_Your goal_
Below are the records; copy each line in which "negative" occurs.

BEGIN

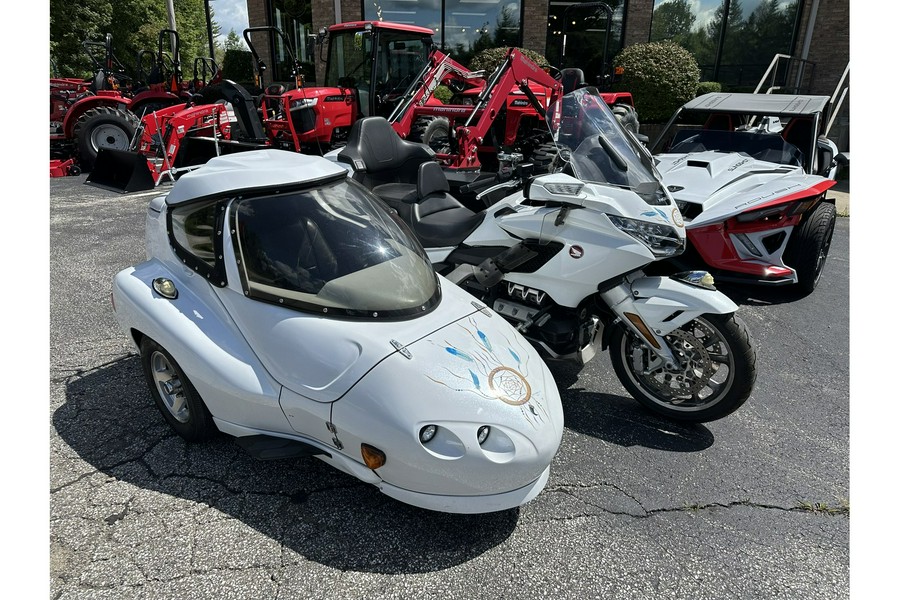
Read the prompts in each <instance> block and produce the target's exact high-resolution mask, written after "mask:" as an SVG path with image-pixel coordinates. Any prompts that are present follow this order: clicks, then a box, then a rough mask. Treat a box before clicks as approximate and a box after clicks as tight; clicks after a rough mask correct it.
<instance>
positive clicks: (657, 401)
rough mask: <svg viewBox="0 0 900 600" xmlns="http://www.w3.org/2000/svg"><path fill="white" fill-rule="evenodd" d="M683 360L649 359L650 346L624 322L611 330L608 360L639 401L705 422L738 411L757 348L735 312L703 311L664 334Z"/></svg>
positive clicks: (749, 391)
mask: <svg viewBox="0 0 900 600" xmlns="http://www.w3.org/2000/svg"><path fill="white" fill-rule="evenodd" d="M666 339H667V341H668V343H669V344H670V347H672V349H673V351H674V352H675V353H676V356H678V357H679V358H680V359H681V360H682V361H684V362H685V363H686V364H687V367H686V368H685V370H684V371H683V372H669V371H667V370H666V369H665V367H664V366H662V365H661V364H656V365H653V364H652V362H651V361H650V359H649V358H648V357H649V356H650V351H649V348H647V346H646V344H645V342H643V340H641V339H640V338H638V337H637V335H636V334H634V333H633V332H632V331H631V330H630V329H626V327H625V326H624V325H621V324H619V325H616V326H615V329H614V330H613V331H612V334H611V339H610V344H609V352H610V360H611V362H612V365H613V369H614V370H615V372H616V375H617V376H618V377H619V381H620V382H621V383H622V385H623V386H624V387H625V389H627V390H628V392H629V393H630V394H631V395H632V397H634V399H635V400H637V401H638V402H639V403H640V404H641V405H643V406H644V407H645V408H647V409H648V410H650V411H651V412H653V413H656V414H657V415H659V416H662V417H665V418H668V419H673V420H676V421H682V422H690V423H705V422H708V421H714V420H716V419H721V418H722V417H726V416H728V415H730V414H731V413H733V412H734V411H736V410H737V409H738V408H740V407H741V405H743V404H744V402H746V401H747V398H749V397H750V393H751V392H752V391H753V386H754V384H755V382H756V349H755V348H754V346H753V343H752V341H751V339H750V333H749V332H748V331H747V326H746V325H745V324H744V322H743V321H742V320H741V319H739V318H738V317H736V316H735V315H734V313H730V314H725V315H717V314H707V315H703V316H702V317H698V318H696V319H694V320H693V321H691V322H689V323H687V324H685V325H682V326H681V327H679V328H678V329H676V330H675V331H673V332H671V333H670V334H669V335H667V336H666Z"/></svg>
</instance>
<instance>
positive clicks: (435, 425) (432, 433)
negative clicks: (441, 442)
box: [419, 425, 437, 444]
mask: <svg viewBox="0 0 900 600" xmlns="http://www.w3.org/2000/svg"><path fill="white" fill-rule="evenodd" d="M436 433H437V425H426V426H425V427H423V428H422V429H420V430H419V441H420V442H422V443H423V444H427V443H428V442H430V441H431V440H432V438H434V434H436Z"/></svg>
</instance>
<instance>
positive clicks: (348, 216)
mask: <svg viewBox="0 0 900 600" xmlns="http://www.w3.org/2000/svg"><path fill="white" fill-rule="evenodd" d="M232 219H233V224H234V226H233V227H232V229H233V230H234V232H235V233H234V240H235V248H236V250H237V252H238V256H239V259H240V262H239V263H238V264H239V269H240V274H241V279H242V283H243V289H244V290H245V291H246V293H247V295H248V296H249V297H251V298H255V299H258V300H263V301H268V302H275V303H278V304H280V305H283V306H289V307H292V308H296V309H299V310H303V311H308V312H314V313H318V314H321V315H323V316H329V317H330V316H334V317H356V318H373V319H374V318H378V319H380V320H383V319H385V318H391V317H394V318H409V317H412V316H416V315H421V314H423V313H424V312H427V311H429V310H430V309H432V308H434V307H435V306H436V305H437V303H438V302H439V301H440V286H439V285H438V281H437V277H436V275H435V273H434V270H433V268H432V267H431V263H430V262H429V261H428V257H427V256H426V255H425V252H424V250H423V249H422V247H421V245H420V244H419V243H418V241H416V239H415V238H414V237H413V236H412V234H410V233H409V231H408V230H407V229H406V228H405V227H403V226H402V225H401V224H400V223H399V222H397V221H396V220H395V218H394V217H392V216H391V214H390V213H389V212H388V211H387V210H385V209H384V208H383V207H382V206H381V205H380V204H379V203H378V201H377V200H376V199H375V198H374V197H373V196H372V195H371V194H370V193H369V192H368V191H367V190H365V189H364V188H362V187H361V186H360V185H358V184H356V183H355V182H353V181H350V180H346V179H342V180H340V181H337V182H333V183H331V184H328V185H324V186H322V187H318V188H315V189H308V190H299V191H295V192H288V193H280V194H266V195H259V196H251V197H247V198H242V199H239V200H236V201H235V202H234V204H233V205H232Z"/></svg>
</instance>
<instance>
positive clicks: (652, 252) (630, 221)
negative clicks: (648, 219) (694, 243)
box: [609, 215, 684, 258]
mask: <svg viewBox="0 0 900 600" xmlns="http://www.w3.org/2000/svg"><path fill="white" fill-rule="evenodd" d="M609 220H610V221H611V222H612V224H613V225H615V226H616V227H618V228H619V229H621V230H622V231H624V232H625V233H627V234H628V235H630V236H631V237H633V238H635V239H636V240H638V241H639V242H641V243H642V244H644V245H645V246H647V248H649V249H650V252H652V253H653V256H659V257H662V258H666V257H669V256H677V255H679V254H681V253H682V252H684V239H683V238H681V236H679V235H678V232H677V231H676V230H675V228H673V227H670V226H668V225H663V224H661V223H651V222H649V221H639V220H637V219H627V218H625V217H617V216H614V215H609Z"/></svg>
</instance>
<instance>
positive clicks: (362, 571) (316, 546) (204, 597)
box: [48, 176, 850, 600]
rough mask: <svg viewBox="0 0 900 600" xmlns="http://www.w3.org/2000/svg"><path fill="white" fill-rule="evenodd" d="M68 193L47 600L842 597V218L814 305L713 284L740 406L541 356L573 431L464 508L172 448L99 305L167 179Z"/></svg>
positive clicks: (103, 299)
mask: <svg viewBox="0 0 900 600" xmlns="http://www.w3.org/2000/svg"><path fill="white" fill-rule="evenodd" d="M83 181H84V176H80V177H69V178H62V179H54V180H51V182H50V199H49V201H50V206H49V212H50V397H49V415H48V416H49V426H50V435H49V454H50V465H49V466H50V469H49V474H50V481H49V488H50V489H49V492H50V493H49V498H50V514H49V524H50V536H49V561H50V564H49V567H50V582H49V587H50V589H49V592H50V597H51V598H53V599H54V600H64V599H66V600H68V599H75V598H78V599H81V598H110V599H113V598H115V599H117V600H119V599H132V598H133V599H153V600H157V599H165V598H173V599H175V598H192V599H195V600H202V599H205V598H209V599H215V600H223V599H227V598H237V599H241V600H245V599H251V598H259V599H288V598H292V599H293V598H323V599H331V598H334V599H342V600H343V599H349V598H367V599H368V598H416V599H421V598H441V599H442V600H444V599H452V598H464V599H466V600H472V599H481V598H484V599H488V598H490V599H496V598H511V599H516V598H528V599H531V598H554V599H560V598H562V599H566V598H572V599H576V598H577V599H579V600H581V599H583V598H603V599H607V600H615V599H628V600H634V599H643V598H646V599H653V600H667V599H686V600H699V599H708V600H735V599H755V598H759V599H766V600H769V599H776V598H783V599H790V600H804V599H809V600H820V599H836V598H847V597H849V595H850V577H849V572H850V569H849V563H850V560H849V559H850V552H849V540H850V536H849V533H850V531H849V530H850V519H849V510H850V505H849V397H850V391H849V314H848V312H849V308H848V306H849V264H850V263H849V233H850V219H849V218H839V219H838V222H837V226H836V231H835V234H834V241H833V244H832V249H831V254H830V256H829V258H828V262H827V263H826V266H825V271H824V275H823V280H822V283H821V284H820V286H819V287H818V289H816V291H815V292H814V293H813V294H811V295H809V296H807V297H805V298H794V297H791V296H789V295H786V294H784V293H781V292H779V291H777V290H769V289H760V288H739V287H732V288H724V287H723V290H724V291H725V292H726V293H728V294H729V295H730V296H731V297H732V298H733V299H734V300H735V301H736V302H737V303H738V304H739V306H740V309H739V312H738V315H739V316H740V317H741V318H742V319H743V320H744V322H745V323H746V324H747V327H748V329H749V331H750V332H751V335H752V337H753V340H754V344H755V347H756V350H757V356H758V363H757V365H758V378H757V384H756V387H755V388H754V392H753V394H752V396H751V398H750V399H749V400H748V402H747V403H746V404H745V405H744V406H743V407H741V409H739V410H738V411H737V412H736V413H734V414H733V415H731V416H729V417H727V418H725V419H722V420H720V421H715V422H712V423H707V424H704V425H683V424H677V423H672V422H668V421H665V420H662V419H659V418H656V417H654V416H652V415H650V414H648V413H647V412H645V411H644V410H642V409H641V407H640V406H639V405H638V404H637V403H636V402H635V401H634V400H633V399H632V398H630V397H629V396H628V394H627V392H625V390H624V388H622V386H621V384H620V383H619V382H618V380H617V379H616V377H615V375H614V373H613V370H612V367H611V365H610V362H609V358H608V356H606V354H601V355H599V356H598V357H597V358H595V359H594V360H593V361H592V362H590V363H589V364H588V365H587V366H585V367H584V368H583V369H581V370H576V369H574V368H570V367H565V366H560V365H556V366H553V367H552V370H553V373H554V376H555V377H556V380H557V383H558V385H559V387H560V390H561V393H562V401H563V408H564V411H565V424H566V427H565V431H564V433H563V439H562V444H561V446H560V449H559V452H558V454H557V456H556V458H555V459H554V461H553V464H552V467H551V474H550V480H549V482H548V484H547V487H546V488H545V489H544V491H543V492H542V493H541V494H539V495H538V497H537V498H536V499H535V500H533V501H532V502H530V503H528V504H526V505H524V506H522V507H520V508H518V509H515V510H510V511H504V512H501V513H493V514H488V515H462V516H461V515H448V514H442V513H434V512H429V511H424V510H419V509H415V508H412V507H409V506H406V505H403V504H400V503H398V502H395V501H393V500H391V499H389V498H387V497H385V496H383V495H381V494H380V493H379V492H378V491H377V490H375V489H374V488H372V487H370V486H367V485H365V484H362V483H360V482H358V481H357V480H355V479H353V478H351V477H349V476H346V475H344V474H342V473H340V472H338V471H336V470H335V469H333V468H331V467H329V466H327V465H325V464H324V463H321V462H320V461H317V460H316V459H312V458H310V459H300V460H280V461H267V462H261V461H257V460H254V459H252V458H250V457H249V456H248V455H246V454H245V453H243V451H241V450H240V449H239V448H238V447H237V445H236V444H235V443H234V442H233V441H232V440H231V439H229V438H227V437H224V436H223V437H221V438H219V439H215V440H213V441H211V442H207V443H202V444H186V443H184V442H183V441H182V440H181V439H180V438H178V437H177V436H175V435H174V434H173V433H172V432H171V430H169V428H168V427H167V426H166V424H165V422H164V421H163V420H162V417H161V416H160V414H159V412H158V411H157V409H156V408H155V406H154V405H153V403H152V400H151V398H150V394H149V392H148V390H147V387H146V384H145V382H144V379H143V376H142V373H141V368H140V361H139V359H138V357H137V354H136V353H135V350H134V348H133V347H132V345H131V343H130V342H129V340H128V339H127V338H126V336H125V335H124V334H123V333H122V332H121V331H120V330H119V329H118V327H117V325H116V323H115V321H114V319H113V317H112V311H111V306H110V299H109V292H110V284H111V281H112V278H113V275H114V274H115V273H116V272H118V271H119V270H120V269H123V268H125V267H127V266H130V265H132V264H135V263H137V262H140V261H142V260H144V258H145V251H144V245H143V243H144V241H143V236H144V229H143V228H144V215H145V211H146V206H147V203H148V201H149V200H150V198H152V197H153V196H154V195H156V194H157V193H158V192H159V191H161V190H157V191H154V192H150V193H135V194H125V195H120V194H116V193H114V192H109V191H104V190H98V189H96V188H93V187H91V186H86V185H84V184H83ZM841 193H846V194H847V200H848V205H847V206H848V208H847V214H849V193H848V192H841ZM839 213H840V214H843V213H842V212H841V211H840V210H839Z"/></svg>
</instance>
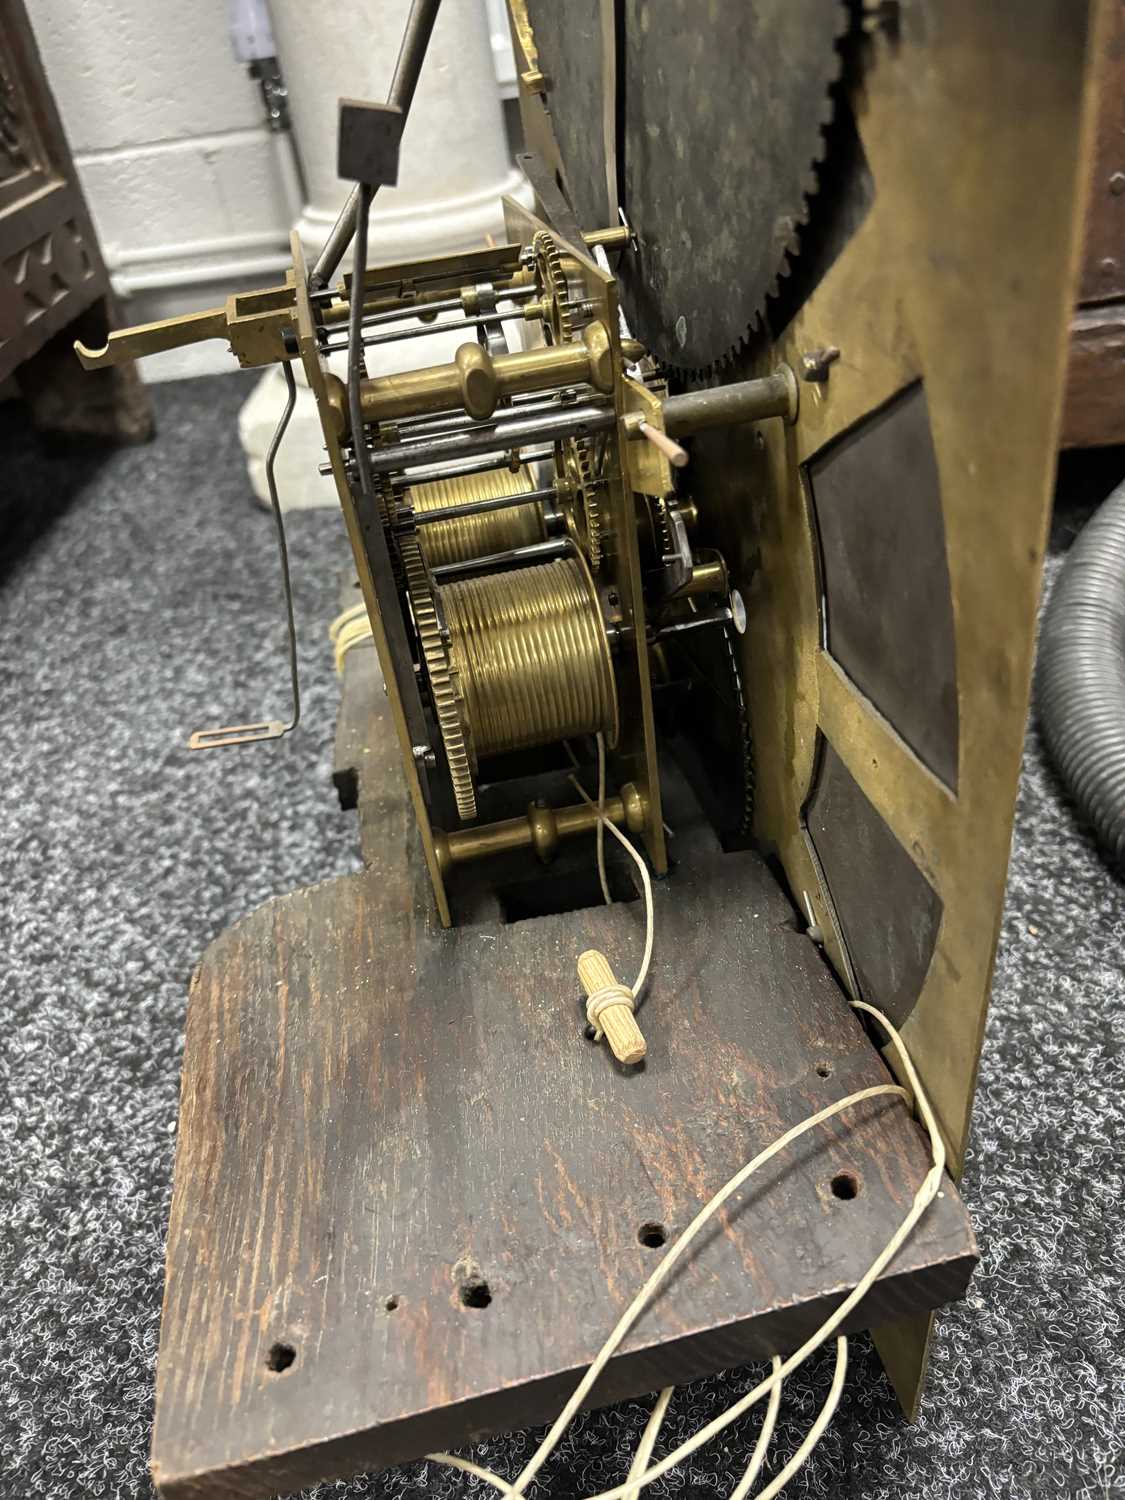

END

_Solution below_
negative clicks: (441, 442)
negative clicks: (648, 219) (694, 243)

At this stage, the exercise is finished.